Gare du Nord to Bastille - Easy Paris Walk

July Column in Bastille shown through the Metro station Bastille

The July Column, Bastille, April 2026

Don’t be a prisoner of the Metro!

I’ve told you previously about walking from Gare du Nord to Palais Garnier. All that Haussmann architecture with structured wide avenues oozing elegance of proportional symmetries, iron balconies and 45 degree sloping roofs.

Well let’s go another way (said every roué ever). Just flip the other walk 45 degrees and let’s plough on down the old Parisian alleyway we call Boulevard de Magenta into the comforting loins of Place de la Bastille.

Yes, I’m basically using a poor sex metaphor to describe a walk. Again. Those that do, do. Those that don’t just make terrible puns and pen walking guides around Paris. So, here we go again, fresh off the Eurostar, avoiding the Metro and walking down to Place de la Bastille.

Route Logistics

Start Point: Gare du Nord

End Point: Place de la Bastille via Place de la République

DIstance: 3.6km (2.2m) / about 50 min at a slow pace

Difficulty: Easy

Cafe/Bars: As many as your companion will let you.

How Awful Is the Area Around Gare du Nord?

Pretty awful. But as a tourist following this guide and heading south, it’s a damn sight better than the poor buggers who bought a cheap hotel room in the area above Gare du Nord (La Chapelle). No Maurice Chevalier in a top hat tap dancing through the wide boulevards here. Yes dear readers, I regret that bit of hotels.com cheap skating.

But, follow my instructions and let me guide you away from the disunited nations of the frenzied and the avaricious crowding your entry point and lead you into the boulevards you imagined when you first booked that weekend break away to Paris to recapture what was once there, or what you hope could be there.

Blvd de Denain to Boulevard Magenta

Set off, like we did last time, head straight out of Gare du Nord, cross the road in front of you, and go down the first avenue you see - Blvd de Denain. As you do so, observe the gardens - newly planted - in the middle of this pedestrianised street but then hurry, hurry away from the too observant locals; hide your wallet, pocket your phone, wrap your Mountain Warehouse jacket tighter around your bum bag . But only for ten seconds. The latter part of Denain is as peaceful as a Normandy seascape under impressionistic skies. Yeah.

Same café, same refuge. This time 50cl of 1664 blanc. Why not? La même chose, monsieur. So after your pitstop at La Chaufferie, follow these precise instructions:

Turn left. Walk straight on.

And that my friends, is basically your instructions to get to Bastille. A masterclass in understatement, no? Pure clickbait that turns just five words of direction into a thousand word solipsistic essay of poor jokes, average alliteration and parti pris prose.

Boulevard de Magenta

As you join this stretch of Magenta, marvel at the fresh urban character. Rejoice at the impromptu street-art spray painted onto historic buildings. But don’t stop too long to avoid being a phoneless Gallic Banksy yourself. Purposely canter through this first section past men watching from the darkened shadows of doorways, eying each tourist for value, for weakness.

Directives:
• a. In the Paris walking guide, at which café does the writer stop for a pitstop on Blvd de Denain?
• b. Edit the part of the Paris walking guide that opens with "End Point: Place" and closes with "could be there.", changing "Pretty awful" to "Quite bad".

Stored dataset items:
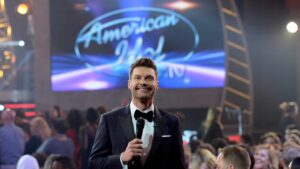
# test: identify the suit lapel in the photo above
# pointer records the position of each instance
(126, 124)
(157, 134)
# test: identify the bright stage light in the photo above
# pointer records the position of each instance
(2, 107)
(21, 43)
(23, 8)
(292, 27)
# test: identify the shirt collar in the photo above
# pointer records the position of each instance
(133, 108)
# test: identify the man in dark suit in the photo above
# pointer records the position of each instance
(160, 146)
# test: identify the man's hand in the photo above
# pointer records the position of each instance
(133, 149)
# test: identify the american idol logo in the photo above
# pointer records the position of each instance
(132, 33)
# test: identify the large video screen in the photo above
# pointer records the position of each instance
(94, 42)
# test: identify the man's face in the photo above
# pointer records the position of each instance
(221, 163)
(143, 83)
(261, 158)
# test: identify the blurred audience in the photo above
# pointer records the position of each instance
(12, 141)
(203, 159)
(295, 164)
(212, 127)
(266, 157)
(27, 162)
(234, 157)
(87, 135)
(59, 143)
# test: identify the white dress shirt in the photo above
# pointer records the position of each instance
(148, 132)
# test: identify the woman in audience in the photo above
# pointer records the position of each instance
(40, 131)
(273, 139)
(266, 157)
(203, 159)
(295, 164)
(75, 120)
(27, 162)
(87, 135)
(212, 127)
(59, 143)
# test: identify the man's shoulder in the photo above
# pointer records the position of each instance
(168, 115)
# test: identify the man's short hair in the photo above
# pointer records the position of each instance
(236, 156)
(143, 62)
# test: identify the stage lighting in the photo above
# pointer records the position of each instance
(181, 5)
(292, 27)
(1, 74)
(2, 107)
(23, 8)
(21, 43)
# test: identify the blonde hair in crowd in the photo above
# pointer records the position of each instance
(40, 128)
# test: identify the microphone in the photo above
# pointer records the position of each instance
(140, 123)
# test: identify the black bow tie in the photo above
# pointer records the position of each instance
(148, 116)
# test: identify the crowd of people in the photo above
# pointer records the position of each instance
(51, 140)
(140, 136)
(57, 140)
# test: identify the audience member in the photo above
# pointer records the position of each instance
(295, 164)
(12, 142)
(87, 135)
(59, 143)
(62, 162)
(212, 126)
(203, 159)
(27, 162)
(41, 158)
(75, 120)
(40, 131)
(266, 157)
(233, 157)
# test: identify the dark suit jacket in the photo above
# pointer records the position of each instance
(116, 130)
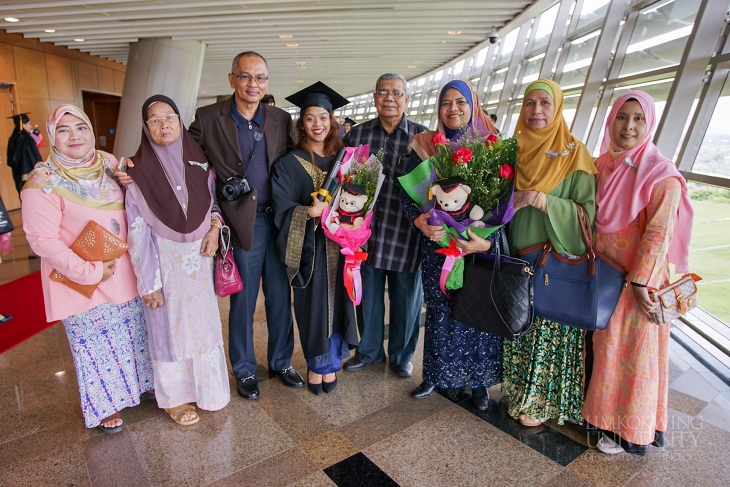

Replies:
• a. La Chaufferie

• b.
End Point: Place de la Bastille via Place de la République

DIstance: 3.6km (2.2m) / about 50 min at a slow pace

Difficulty: Easy

Cafe/Bars: As many as your companion will let you.

How Awful Is the Area Around Gare du Nord?

Quite bad. But as a tourist following this guide and heading south, it’s a damn sight better than the poor buggers who bought a cheap hotel room in the area above Gare du Nord (La Chapelle). No Maurice Chevalier in a top hat tap dancing through the wide boulevards here. Yes dear readers, I regret that bit of hotels.com cheap skating.

But, follow my instructions and let me guide you away from the disunited nations of the frenzied and the avaricious crowding your entry point and lead you into the boulevards you imagined when you first booked that weekend break away to Paris to recapture what was once there, or what you hope could be there.